───── BEREITGESTELLTER AUSZUG

Kommentar
07:37 Uhr, 16.06.2017

Für immer Merkel? Noch drei Monate bis zur Bundestagswahl 2017

Geht es nach den Umfragen, dann bleibt Angela Merkel Kanzlerin. Doch bei den Überraschungen in anderen Ländern, können wir uns da wirklich sicher sein?

Noch vor drei Monaten sah die Sache ganz anders aus. Damals lag die SPD in Umfragen teilweise vor der Union. Im Februar und März schwankten die Werte beider großen Parteien zwischen 30 % und 33 %. Je nach Umfrage lag einmal die SPD und ein anderes Mal die Union vorne.

Diese Zeiten sind längst Vergangenheit. Zuletzt lag die SPD in den Umfragen nur noch bei 23-25 %. Die Union brachte es auf 37-39 %. Das ist immer noch weniger als vor Beginn der Flüchtlingskrise. Von 2013 bis 2015 hielt sich die Union konsequent über 40 %. Viel fehlt zu diesen Rekordwerten allerdings nicht mehr.

──────────
───── EXTRAHIERTE DATENSÄTZE

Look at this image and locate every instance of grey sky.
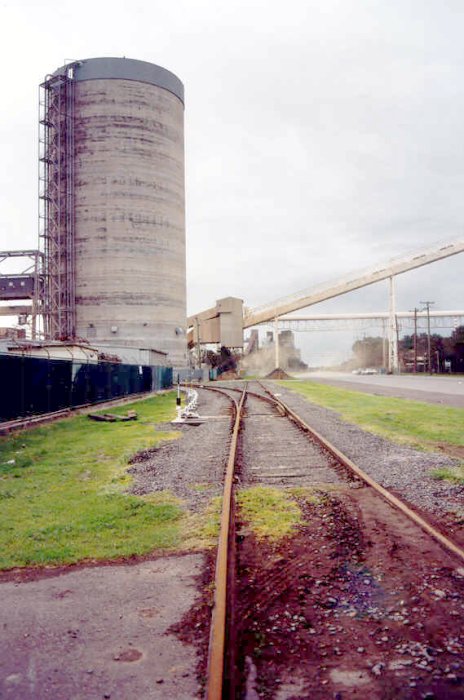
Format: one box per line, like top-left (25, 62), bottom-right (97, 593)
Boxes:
top-left (0, 0), bottom-right (464, 360)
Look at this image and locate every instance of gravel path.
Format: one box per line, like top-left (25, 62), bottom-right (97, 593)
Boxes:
top-left (129, 389), bottom-right (231, 510)
top-left (266, 382), bottom-right (464, 515)
top-left (241, 396), bottom-right (340, 486)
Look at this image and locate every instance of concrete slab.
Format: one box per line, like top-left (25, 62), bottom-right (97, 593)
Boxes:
top-left (0, 554), bottom-right (204, 700)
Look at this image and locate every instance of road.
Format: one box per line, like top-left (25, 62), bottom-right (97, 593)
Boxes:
top-left (298, 371), bottom-right (464, 408)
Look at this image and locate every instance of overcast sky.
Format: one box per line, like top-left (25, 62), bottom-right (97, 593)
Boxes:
top-left (0, 0), bottom-right (464, 360)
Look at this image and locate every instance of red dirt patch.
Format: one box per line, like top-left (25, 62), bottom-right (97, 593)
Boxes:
top-left (237, 489), bottom-right (464, 700)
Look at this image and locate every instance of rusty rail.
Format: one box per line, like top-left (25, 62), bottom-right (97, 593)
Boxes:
top-left (203, 387), bottom-right (246, 700)
top-left (258, 382), bottom-right (464, 561)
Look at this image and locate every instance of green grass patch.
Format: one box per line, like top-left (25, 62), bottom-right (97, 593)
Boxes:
top-left (237, 486), bottom-right (303, 541)
top-left (432, 464), bottom-right (464, 484)
top-left (182, 496), bottom-right (222, 550)
top-left (279, 381), bottom-right (464, 449)
top-left (0, 393), bottom-right (182, 569)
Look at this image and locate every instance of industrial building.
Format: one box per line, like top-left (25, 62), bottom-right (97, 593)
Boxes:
top-left (1, 58), bottom-right (187, 366)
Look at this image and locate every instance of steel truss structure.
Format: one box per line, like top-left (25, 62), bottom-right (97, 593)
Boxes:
top-left (39, 64), bottom-right (76, 340)
top-left (274, 311), bottom-right (464, 335)
top-left (0, 250), bottom-right (44, 339)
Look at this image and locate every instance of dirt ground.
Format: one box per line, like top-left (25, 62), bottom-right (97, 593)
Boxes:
top-left (0, 554), bottom-right (204, 700)
top-left (237, 487), bottom-right (464, 700)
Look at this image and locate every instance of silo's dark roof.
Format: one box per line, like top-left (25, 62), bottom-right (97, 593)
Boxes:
top-left (54, 58), bottom-right (184, 102)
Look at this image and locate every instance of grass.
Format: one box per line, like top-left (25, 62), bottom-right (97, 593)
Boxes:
top-left (279, 381), bottom-right (464, 449)
top-left (433, 464), bottom-right (464, 484)
top-left (0, 393), bottom-right (182, 569)
top-left (237, 486), bottom-right (303, 541)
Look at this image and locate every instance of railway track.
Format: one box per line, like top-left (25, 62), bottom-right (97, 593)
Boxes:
top-left (206, 382), bottom-right (464, 700)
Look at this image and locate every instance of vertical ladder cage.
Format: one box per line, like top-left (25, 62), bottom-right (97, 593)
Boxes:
top-left (39, 64), bottom-right (76, 340)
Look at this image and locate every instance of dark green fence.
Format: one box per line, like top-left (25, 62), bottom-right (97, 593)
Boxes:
top-left (0, 353), bottom-right (172, 421)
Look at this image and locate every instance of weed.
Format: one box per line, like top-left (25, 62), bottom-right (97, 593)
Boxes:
top-left (0, 394), bottom-right (182, 569)
top-left (279, 381), bottom-right (464, 449)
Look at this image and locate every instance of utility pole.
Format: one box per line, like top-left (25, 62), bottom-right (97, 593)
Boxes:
top-left (413, 307), bottom-right (419, 374)
top-left (388, 276), bottom-right (398, 374)
top-left (420, 301), bottom-right (435, 374)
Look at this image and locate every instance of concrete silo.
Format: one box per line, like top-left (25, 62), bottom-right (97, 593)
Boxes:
top-left (40, 58), bottom-right (186, 365)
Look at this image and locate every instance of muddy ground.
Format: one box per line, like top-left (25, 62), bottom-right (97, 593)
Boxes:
top-left (237, 487), bottom-right (464, 700)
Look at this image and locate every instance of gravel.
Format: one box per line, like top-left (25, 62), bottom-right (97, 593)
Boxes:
top-left (267, 383), bottom-right (464, 515)
top-left (129, 389), bottom-right (231, 511)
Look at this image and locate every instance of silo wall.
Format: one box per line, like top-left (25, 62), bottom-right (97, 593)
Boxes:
top-left (62, 59), bottom-right (186, 365)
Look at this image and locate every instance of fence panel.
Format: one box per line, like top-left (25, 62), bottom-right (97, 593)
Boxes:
top-left (0, 353), bottom-right (172, 421)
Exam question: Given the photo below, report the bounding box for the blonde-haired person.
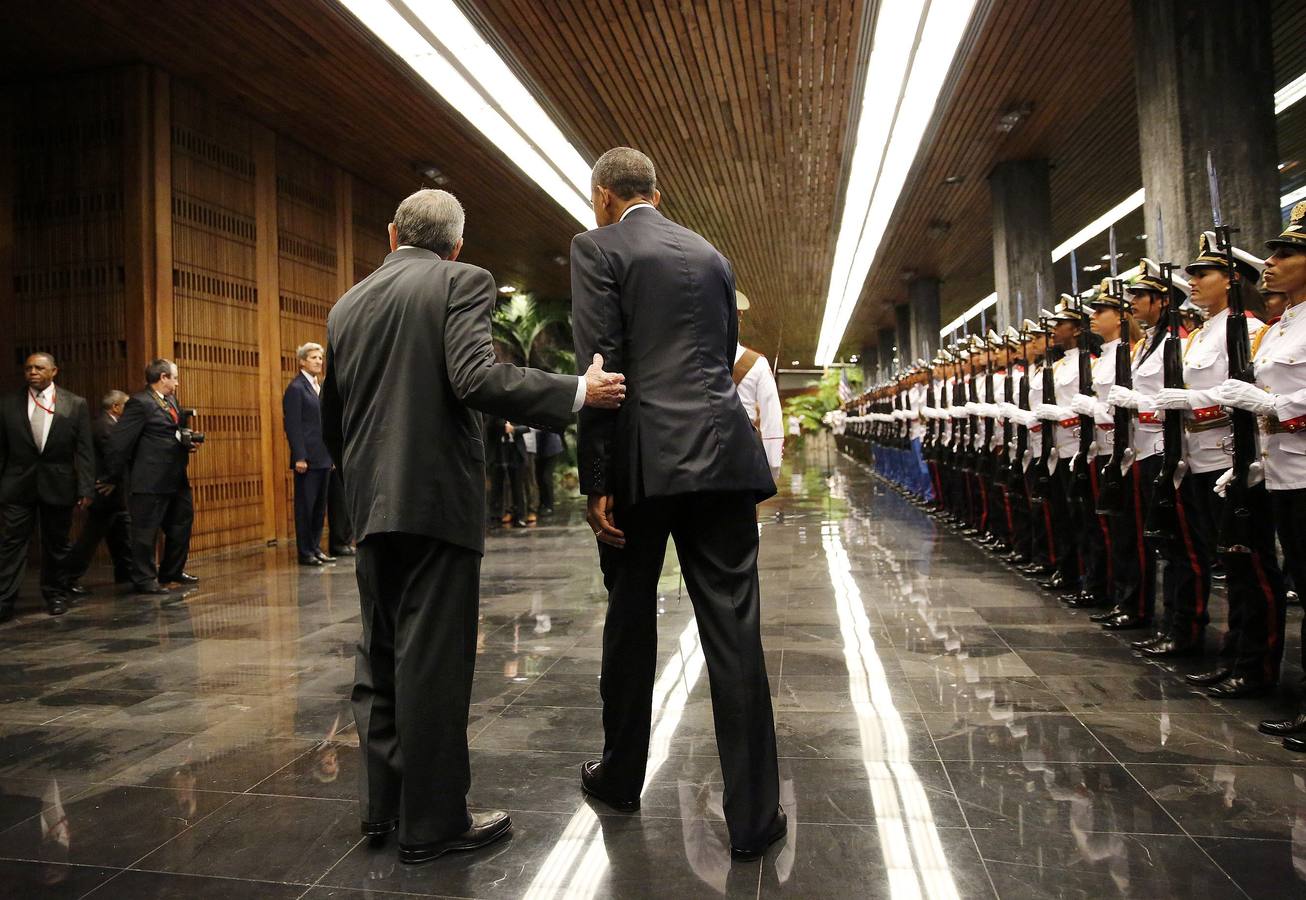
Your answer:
[281,341,336,566]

──────────

▸ **ZU LÖSENDE AUFGABE**
Gib den Kommentar zur Bundestagswahl 2017 wörtlich wieder, beginnend mit „Für immer Merkel?“ und weiter bis einschließlich „die Union vorne.“.

▸ **ERGEBNIS UNTEN**
Für immer Merkel? Noch drei Monate bis zur Bundestagswahl 2017

Geht es nach den Umfragen, dann bleibt Angela Merkel Kanzlerin. Doch bei den Überraschungen in anderen Ländern, können wir uns da wirklich sicher sein?

Noch vor drei Monaten sah die Sache ganz anders aus. Damals lag die SPD in Umfragen teilweise vor der Union. Im Februar und März schwankten die Werte beider großen Parteien zwischen 30 % und 33 %. Je nach Umfrage lag einmal die SPD und ein anderes Mal die Union vorne.